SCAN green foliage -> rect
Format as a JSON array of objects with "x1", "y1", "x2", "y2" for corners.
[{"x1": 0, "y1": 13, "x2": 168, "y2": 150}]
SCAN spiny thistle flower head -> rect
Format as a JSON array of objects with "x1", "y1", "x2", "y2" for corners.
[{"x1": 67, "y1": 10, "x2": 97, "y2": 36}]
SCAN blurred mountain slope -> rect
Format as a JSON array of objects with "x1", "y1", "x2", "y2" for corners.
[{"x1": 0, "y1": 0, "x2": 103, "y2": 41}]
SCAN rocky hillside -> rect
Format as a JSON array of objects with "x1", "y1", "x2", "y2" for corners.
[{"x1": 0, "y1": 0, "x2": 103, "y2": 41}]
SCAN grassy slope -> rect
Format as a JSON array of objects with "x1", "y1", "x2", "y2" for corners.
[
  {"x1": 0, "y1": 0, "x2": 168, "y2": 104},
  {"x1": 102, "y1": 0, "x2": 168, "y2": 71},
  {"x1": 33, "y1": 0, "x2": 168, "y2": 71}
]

# # # # #

Reproduce all of the lines above verbatim, keeping their original order.

SCAN green foliage -> rect
Format as a JSON array of objects with "x1", "y1", "x2", "y2" for corners.
[{"x1": 0, "y1": 13, "x2": 168, "y2": 150}]
SCAN spiny thistle flower head -> rect
Format as a JSON array of objects with "x1", "y1", "x2", "y2" for corners.
[{"x1": 67, "y1": 10, "x2": 97, "y2": 36}]
SCAN blurred mountain slope -> rect
Format as a JSON array of objects with "x1", "y1", "x2", "y2" for corners.
[{"x1": 0, "y1": 0, "x2": 103, "y2": 41}]
SCAN rocky hillside -> rect
Format as a JSON array of objects with "x1", "y1", "x2", "y2" for corners.
[{"x1": 0, "y1": 0, "x2": 103, "y2": 41}]
SCAN grassy slope -> rect
Format as a JSON array of objects with "x1", "y1", "x2", "y2" for corners.
[
  {"x1": 0, "y1": 0, "x2": 168, "y2": 104},
  {"x1": 102, "y1": 0, "x2": 168, "y2": 71},
  {"x1": 33, "y1": 0, "x2": 168, "y2": 71}
]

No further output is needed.